Gib aus dem Text über Neil Young den Abschnitt zwischen „Neil Young hat“ und „Young überhaupt nicht.“ wortgetreu wieder, beide Grenzen eingeschlossen.

* Textauszug *
○ ○ ○

Das ist die eine Seite des Neil Young. Die andere ist die wütende, wenn es um politische und soziale Ungerechtigkeiten, wenn es um Krieg und Frieden, wenn es um Umweltschutz geht, dann kennt Young keine Kompromisse. Und altersmilde ist der jetzt 70-Jährige immer noch nicht. Wird er wohl auch nicht mehr. Zuletzt hat er einen gnadenlosen Feldzug gegen den Saatgut-Konzern Monsanto geführt und ein ganzes Album (The Monsanto Years) dazu herausgebracht. Der Tagesspiegel beschrieb ihn als „alttestamentarischen Zorn“. Dabei klingen die Stücke eher sanft wie zu „Harvest“-Zeiten.
Neil Young hat immer klar Position bezogen, wenn ihm etwas gegen den Strich ging. Mit seinen Freunden David Crosby, Stephen Stills und Graham Nash (CS&N) griff er Präsident Richard Nixon an, nachdem die Nationalgarde vier Studenten bei einer Demo an der Kent State University getötet hatte („Ohio“). Mit dem „Vampire Blues“ legte er sich mit der Ölindustrie an, und auf dem Album „Living With War“ fordert er sogar die Amtsenthebung von George W. Bush. 2006 begibt er sich mit CSN&Y auf die „Freedom of Speech“-Tour durch die USA. Nicht selten verlassen patriotische Amerikaner buhend die Konzertsäle. Aktuell zog er gegen Donald Trump ins Feld. Der erzkonservative Präsidentschaftskandidat und Immobilien-Milliardär hatte während seinen Wahlkampfauftritten Youngs Song „Rockin‘ In The Free World“ laufen lassen. Das mochte Young überhaupt nicht.
Auch in der Musikindustrie gilt der Mann aus Ontario als unbequemer Zeitgenosse. Zuletzt entfernte er seine Musik bei Streaming-Diensten wie Spotify.
Legendär ist seine Auseinandersetzung mit Plattenboss David Geffen. 1982 hatte er bei seinem Wechsel von Reprise zu Geffen mit „Trans“ ein Album mit völlig neuem Sound voller synthetischer Klänge vorgelegt. Geffen verklagt Young. Der Künstler habe bewusst ein unkommerzielles und nicht typisches Werk vorgelegt. Young ärgert Geffen weiter, legt erst das Country-Album „Old Ways“, dann als Neil Young and the Shocking Pinks „Everybodys Rockin“ vor – ein 25 Minuten kurzes Album mit Rockabilly-Songs. Mit Neil Young legt man sich besser nicht an…
Doch der Mann lässt sich auch nicht lumpen. Seit 30 Jahren veranstaltet er das Farm Aid Festival, dessen Erlöse an notleidende Farmerfamilien gehen, und die Bridge-School-Konzerte zugunsten einer Schule für Kinder mit körperlichen Behinderungen und Sprachstörungen.
Neil Young, der Mann, der die legendären Zeilen sang „It’s better to burn out than to fade away“, die Kurt Cobain in seinem Abschiedsbrief hinterließ, wird 70 und ist so jung wie eh und je. „Männer meines Alters tun die Dinge nicht, die ich tue“, sang er auf dem Album Mirror Ball, das er mit Pearl Jam aufgenommen hatte. Gut, dass er sich selbst immer noch nicht dran hält.

○ ○ ○

* Vorliegende Daten *

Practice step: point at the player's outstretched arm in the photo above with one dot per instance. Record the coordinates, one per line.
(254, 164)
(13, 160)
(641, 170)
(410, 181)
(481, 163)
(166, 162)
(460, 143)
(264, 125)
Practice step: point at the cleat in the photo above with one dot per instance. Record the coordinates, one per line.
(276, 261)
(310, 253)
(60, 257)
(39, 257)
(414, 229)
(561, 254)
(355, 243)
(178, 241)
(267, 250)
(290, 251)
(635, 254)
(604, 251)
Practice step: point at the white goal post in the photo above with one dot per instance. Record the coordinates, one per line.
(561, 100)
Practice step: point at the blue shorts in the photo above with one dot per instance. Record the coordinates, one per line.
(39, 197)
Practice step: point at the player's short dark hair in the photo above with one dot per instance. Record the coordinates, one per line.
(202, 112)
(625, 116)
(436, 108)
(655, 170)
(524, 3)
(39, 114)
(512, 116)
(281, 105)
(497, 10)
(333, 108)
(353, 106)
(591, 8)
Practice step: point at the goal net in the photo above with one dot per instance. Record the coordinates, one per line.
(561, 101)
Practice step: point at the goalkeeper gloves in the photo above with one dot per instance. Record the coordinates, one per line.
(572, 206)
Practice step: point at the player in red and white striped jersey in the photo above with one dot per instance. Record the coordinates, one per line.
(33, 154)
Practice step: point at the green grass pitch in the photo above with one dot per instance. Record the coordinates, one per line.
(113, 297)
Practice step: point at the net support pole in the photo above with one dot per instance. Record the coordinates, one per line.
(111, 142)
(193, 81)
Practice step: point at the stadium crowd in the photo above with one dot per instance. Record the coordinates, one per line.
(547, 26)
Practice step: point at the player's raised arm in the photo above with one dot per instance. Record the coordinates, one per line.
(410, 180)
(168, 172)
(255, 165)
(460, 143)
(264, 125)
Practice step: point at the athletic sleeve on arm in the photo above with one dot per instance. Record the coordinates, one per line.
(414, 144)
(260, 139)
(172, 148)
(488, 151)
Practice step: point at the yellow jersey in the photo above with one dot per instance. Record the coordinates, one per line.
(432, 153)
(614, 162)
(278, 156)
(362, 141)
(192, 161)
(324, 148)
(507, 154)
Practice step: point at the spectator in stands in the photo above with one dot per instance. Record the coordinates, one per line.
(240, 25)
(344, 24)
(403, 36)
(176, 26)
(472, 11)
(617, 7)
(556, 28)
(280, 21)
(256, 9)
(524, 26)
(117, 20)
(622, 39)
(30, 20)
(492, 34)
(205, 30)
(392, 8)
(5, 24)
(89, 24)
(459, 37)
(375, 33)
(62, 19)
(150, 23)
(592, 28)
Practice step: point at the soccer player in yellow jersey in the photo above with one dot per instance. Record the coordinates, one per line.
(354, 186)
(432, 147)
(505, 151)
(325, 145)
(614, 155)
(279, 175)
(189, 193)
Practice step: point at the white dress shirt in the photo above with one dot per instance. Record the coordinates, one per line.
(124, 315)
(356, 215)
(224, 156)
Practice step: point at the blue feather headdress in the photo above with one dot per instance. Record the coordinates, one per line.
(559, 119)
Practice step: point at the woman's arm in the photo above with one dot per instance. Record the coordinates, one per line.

○ ○ ○

* Lösung *
Neil Young hat immer klar Position bezogen, wenn ihm etwas gegen den Strich ging. Mit seinen Freunden David Crosby, Stephen Stills und Graham Nash (CS&N) griff er Präsident Richard Nixon an, nachdem die Nationalgarde vier Studenten bei einer Demo an der Kent State University getötet hatte („Ohio“). Mit dem „Vampire Blues“ legte er sich mit der Ölindustrie an, und auf dem Album „Living With War“ fordert er sogar die Amtsenthebung von George W. Bush. 2006 begibt er sich mit CSN&Y auf die „Freedom of Speech“-Tour durch die USA. Nicht selten verlassen patriotische Amerikaner buhend die Konzertsäle. Aktuell zog er gegen Donald Trump ins Feld. Der erzkonservative Präsidentschaftskandidat und Immobilien-Milliardär hatte während seinen Wahlkampfauftritten Youngs Song „Rockin‘ In The Free World“ laufen lassen. Das mochte Young überhaupt nicht.